TASK DESCRIPTION
For each line of the listing that includes the word "leaf", show the whole line.

SOURCE DATA
--------

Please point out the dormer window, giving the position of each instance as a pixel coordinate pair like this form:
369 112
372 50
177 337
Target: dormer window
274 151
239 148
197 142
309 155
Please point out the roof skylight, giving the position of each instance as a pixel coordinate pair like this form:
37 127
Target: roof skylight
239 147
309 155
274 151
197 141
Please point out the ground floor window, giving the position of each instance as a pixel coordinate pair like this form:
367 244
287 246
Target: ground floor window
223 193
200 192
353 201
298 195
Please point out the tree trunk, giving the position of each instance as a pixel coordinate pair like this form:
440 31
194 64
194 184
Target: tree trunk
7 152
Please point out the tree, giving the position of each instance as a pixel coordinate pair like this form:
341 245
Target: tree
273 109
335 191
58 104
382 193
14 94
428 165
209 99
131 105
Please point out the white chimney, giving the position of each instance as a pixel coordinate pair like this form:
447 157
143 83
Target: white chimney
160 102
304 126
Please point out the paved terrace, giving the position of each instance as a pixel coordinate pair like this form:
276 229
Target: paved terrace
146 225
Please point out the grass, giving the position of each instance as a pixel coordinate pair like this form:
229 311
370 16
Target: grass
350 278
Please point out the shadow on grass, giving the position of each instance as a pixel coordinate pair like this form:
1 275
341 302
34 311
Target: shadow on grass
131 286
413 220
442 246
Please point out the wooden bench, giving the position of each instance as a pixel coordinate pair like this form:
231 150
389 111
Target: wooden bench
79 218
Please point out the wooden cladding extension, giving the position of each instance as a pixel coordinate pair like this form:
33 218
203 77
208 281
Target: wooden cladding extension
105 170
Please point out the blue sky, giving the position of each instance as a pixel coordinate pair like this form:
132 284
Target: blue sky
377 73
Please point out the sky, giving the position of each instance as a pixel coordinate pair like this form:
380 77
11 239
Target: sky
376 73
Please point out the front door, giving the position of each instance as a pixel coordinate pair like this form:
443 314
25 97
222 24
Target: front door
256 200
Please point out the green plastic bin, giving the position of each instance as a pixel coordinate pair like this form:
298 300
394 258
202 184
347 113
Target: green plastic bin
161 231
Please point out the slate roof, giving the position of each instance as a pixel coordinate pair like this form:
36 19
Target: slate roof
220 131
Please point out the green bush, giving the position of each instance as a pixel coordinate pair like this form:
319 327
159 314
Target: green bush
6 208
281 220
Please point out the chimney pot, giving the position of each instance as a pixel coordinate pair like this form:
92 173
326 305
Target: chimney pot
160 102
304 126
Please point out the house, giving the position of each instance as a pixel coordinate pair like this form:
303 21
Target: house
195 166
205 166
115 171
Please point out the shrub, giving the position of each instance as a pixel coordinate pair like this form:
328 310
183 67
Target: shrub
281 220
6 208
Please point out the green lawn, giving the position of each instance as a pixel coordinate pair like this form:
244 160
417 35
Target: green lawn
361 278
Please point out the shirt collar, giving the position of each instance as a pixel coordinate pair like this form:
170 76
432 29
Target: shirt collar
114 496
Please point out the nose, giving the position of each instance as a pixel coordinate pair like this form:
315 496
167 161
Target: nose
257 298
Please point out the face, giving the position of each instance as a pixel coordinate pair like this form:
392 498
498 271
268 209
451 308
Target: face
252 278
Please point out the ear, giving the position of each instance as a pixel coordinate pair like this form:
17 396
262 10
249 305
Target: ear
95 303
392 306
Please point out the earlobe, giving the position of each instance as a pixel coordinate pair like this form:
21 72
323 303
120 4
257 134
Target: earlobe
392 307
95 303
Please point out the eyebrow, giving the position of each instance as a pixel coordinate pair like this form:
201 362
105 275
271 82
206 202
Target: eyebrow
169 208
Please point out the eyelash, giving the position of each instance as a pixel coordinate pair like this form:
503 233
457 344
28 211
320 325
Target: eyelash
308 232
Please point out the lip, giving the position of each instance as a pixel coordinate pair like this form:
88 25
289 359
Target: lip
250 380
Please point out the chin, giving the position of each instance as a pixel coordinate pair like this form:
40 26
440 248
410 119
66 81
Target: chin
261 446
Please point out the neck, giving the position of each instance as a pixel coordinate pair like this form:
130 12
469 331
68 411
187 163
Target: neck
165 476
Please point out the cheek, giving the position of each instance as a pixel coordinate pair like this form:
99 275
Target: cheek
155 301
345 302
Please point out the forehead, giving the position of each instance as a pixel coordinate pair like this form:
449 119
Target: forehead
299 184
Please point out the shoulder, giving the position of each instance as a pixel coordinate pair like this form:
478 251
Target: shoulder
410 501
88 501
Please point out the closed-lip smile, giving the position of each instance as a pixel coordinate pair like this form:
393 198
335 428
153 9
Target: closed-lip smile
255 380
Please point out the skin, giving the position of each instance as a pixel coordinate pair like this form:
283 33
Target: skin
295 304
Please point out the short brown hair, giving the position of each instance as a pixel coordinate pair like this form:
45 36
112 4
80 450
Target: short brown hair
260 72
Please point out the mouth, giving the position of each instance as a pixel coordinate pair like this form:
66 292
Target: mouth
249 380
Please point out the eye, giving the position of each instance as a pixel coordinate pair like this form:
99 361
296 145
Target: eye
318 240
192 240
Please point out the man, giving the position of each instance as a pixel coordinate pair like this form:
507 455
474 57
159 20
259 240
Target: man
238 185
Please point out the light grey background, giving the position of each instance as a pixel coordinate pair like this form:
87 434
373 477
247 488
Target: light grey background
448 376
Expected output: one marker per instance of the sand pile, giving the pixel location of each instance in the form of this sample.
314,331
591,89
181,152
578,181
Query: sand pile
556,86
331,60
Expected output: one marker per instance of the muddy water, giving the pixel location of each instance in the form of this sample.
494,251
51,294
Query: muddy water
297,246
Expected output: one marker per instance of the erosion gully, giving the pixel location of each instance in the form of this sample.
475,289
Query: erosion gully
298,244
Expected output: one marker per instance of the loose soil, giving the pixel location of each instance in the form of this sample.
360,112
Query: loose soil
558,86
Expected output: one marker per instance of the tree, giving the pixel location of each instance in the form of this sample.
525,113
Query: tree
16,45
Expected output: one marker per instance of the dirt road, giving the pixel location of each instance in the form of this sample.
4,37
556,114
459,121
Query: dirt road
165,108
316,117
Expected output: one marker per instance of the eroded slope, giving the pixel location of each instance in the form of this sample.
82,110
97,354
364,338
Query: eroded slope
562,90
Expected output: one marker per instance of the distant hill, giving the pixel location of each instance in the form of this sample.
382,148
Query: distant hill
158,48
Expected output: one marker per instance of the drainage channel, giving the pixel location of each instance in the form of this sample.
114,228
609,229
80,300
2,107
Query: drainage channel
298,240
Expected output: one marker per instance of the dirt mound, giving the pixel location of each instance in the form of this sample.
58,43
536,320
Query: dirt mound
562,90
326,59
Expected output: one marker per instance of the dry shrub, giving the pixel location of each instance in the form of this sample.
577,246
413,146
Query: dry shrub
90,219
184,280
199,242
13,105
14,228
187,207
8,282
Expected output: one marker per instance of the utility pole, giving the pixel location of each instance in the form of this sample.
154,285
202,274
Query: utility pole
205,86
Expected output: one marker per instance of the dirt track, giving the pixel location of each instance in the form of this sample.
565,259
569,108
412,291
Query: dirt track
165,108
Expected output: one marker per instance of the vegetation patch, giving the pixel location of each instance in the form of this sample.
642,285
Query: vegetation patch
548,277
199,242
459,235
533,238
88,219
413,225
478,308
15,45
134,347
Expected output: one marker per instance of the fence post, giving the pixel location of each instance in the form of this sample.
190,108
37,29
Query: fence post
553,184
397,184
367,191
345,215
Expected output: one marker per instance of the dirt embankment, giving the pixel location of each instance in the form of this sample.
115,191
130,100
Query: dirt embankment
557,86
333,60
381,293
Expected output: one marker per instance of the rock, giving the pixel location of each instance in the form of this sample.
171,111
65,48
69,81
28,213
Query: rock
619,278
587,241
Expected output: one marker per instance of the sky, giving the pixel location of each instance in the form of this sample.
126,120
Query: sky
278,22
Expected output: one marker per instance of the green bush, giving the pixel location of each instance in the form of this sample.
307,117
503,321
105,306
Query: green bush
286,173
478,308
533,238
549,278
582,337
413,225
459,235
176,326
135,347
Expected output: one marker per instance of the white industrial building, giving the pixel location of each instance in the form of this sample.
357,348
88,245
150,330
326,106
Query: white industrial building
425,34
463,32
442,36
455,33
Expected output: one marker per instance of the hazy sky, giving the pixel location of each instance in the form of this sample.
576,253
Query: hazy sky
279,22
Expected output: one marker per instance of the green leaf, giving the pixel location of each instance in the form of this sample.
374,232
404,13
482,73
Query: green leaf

--------

FINISHED TASK
Expected output: one marker per instance of the green leaf, giving the pixel location of each instance in the form of this sample.
Query: green leaf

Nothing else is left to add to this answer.